Texte à lire:
§ §
Palais et PJD. Le bras de fer
Le PJD et Mohammed VI se livrent à une véritable guerre froide (MAP)
(à suivre)
Le PJD et Mohammed VI se livrent à une véritable guerre froide (MAP)
Depuis novembre 2011, au moment où les Marocains ontdécidé de porter les islamistes au pouvoir, le PJD et Mohammed VI se livrent à une véritable guerre froide. Qui craquera le premier ? Qui aura le dernier mot ? Faits d’armes et enjeux de la bataille.
Le 26 mai 2012 à Bouznika. Une bonne partie des ministres PJD sont là pour rendre compte de leurs actions aux responsables locaux de leur parti. Sauf que cette longue séance, consacrée au travail de l’équipe des ministres barbus, se transforme vite en aveux des mille et une difficultés rencontrées dans l’exercice du pouvoir, où ils font face à des “poches de résistance”. Le ministre des Affaires étrangères, Saâd-Eddine El Othmani, se désole de ne rien pouvoir faire contre certains fonctionnaires de son département. Ils se sont éternisés comme ambassadeurs parce qu’ils sont proches de personnalités influentes : “Nous ne sommes pas un parti au pouvoir, c’est une illusion. Nous exerçons le pouvoir avec d’autres partenaires”, explique Lahbib Choubani, ministre chargé des Relations avec le parlement. Ce dernier a appelé ses frères à la vigilance pour ne pas perdre le soutien de la rue. Et c’est enfin Mustapha El Khalfi qui souligne, à sa manière et avec amertume, le jeu de pouvoir où est pris son parti. Le ministre de la Communication a parlé de tentatives d’isoler le gouvernement à chaque fois qu’un chantier de réformes est lancé. Et ce ne sont pas les armes qui manquent, selon le benjamin du gouvernement Benkirane. Pour les médias, “on” sort la carte des responsables du pôle public et la presse, pour la justice, ce sont les juges, et pour le dialogue social, “on” fait bouger certains syndicats. Sauf qu’à aucun moment, Mustapha El Khalfi n’a expliqué ce qu’il voulait dire par son “on” très impersonnel. Aziz Rabbah, ministre de l’Equipement et du Transport, a affirmé quant à lui que “nous nous échauffons toujours. Le match ne fait que commencer et nous ne savons pas si l’arbitre est avec ou contre nous”. Arbitre ? Le jeune ministre islamiste faisait-il allusion directement au roi ou à son entourage ? Ou alors aux deux ? Sans aucun doute aux deux puisqu’avant même que ne débute le match entre le Palais et le PJD, sorti vainqueur des législatives, le roi avait verrouillé sa défense. Il a sélectionné un gouvernement parallèle qui vidait de leur essence les ministères de souveraineté concédés à l’équipe du PJD. Fouad Ali El Himma est nommé conseiller royal, capitaine d’une garde rapprochée chargée des contacts avec le gouvernement islamiste. Mais surtout de surveiller et contrer les initiatives du parti de la lampe.
§ §
Données enregistrées:
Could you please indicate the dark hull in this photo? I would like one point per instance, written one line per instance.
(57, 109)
§ §
Série de tâches:
1. Pour chacune des affirmations (a), (b) et (c), indiquez par oui ou par non si elle concorde avec le texte sur le Palais et le PJD, en citant à l'identique les mots qui tranchent. (a) La séance réunissant des ministres PJD à Bouznika s'est tenue le 26 mai 2012. (b) Mustapha El Khalfi a précisé qui désignait son « on ». (c) Fouad Ali El Himma a été nommé ministre des Affaires étrangères.
2. Recopiez le passage du texte sur le Palais et le PJD compris entre « Palais et PJD. » et « de la bataille. », ces deux bornes incluses.
Les lignes n'interviennent pas dans cet exercice.

Réponses dans l'ordre:
1.
(a) Oui : « Le 26 mai 2012 à Bouznika. »
(b) Non : « à aucun moment, Mustapha El Khalfi n’a expliqué ce qu’il voulait dire par son “on” très impersonnel. »
(c) Non : « Fouad Ali El Himma est nommé conseiller royal »

2.
Palais et PJD. Le bras de fer
Le PJD et Mohammed VI se livrent à une véritable guerre froide (MAP)
(à suivre)
Le PJD et Mohammed VI se livrent à une véritable guerre froide (MAP)
Depuis novembre 2011, au moment où les Marocains ontdécidé de porter les islamistes au pouvoir, le PJD et Mohammed VI se livrent à une véritable guerre froide. Qui craquera le premier ? Qui aura le dernier mot ? Faits d’armes et enjeux de la bataille.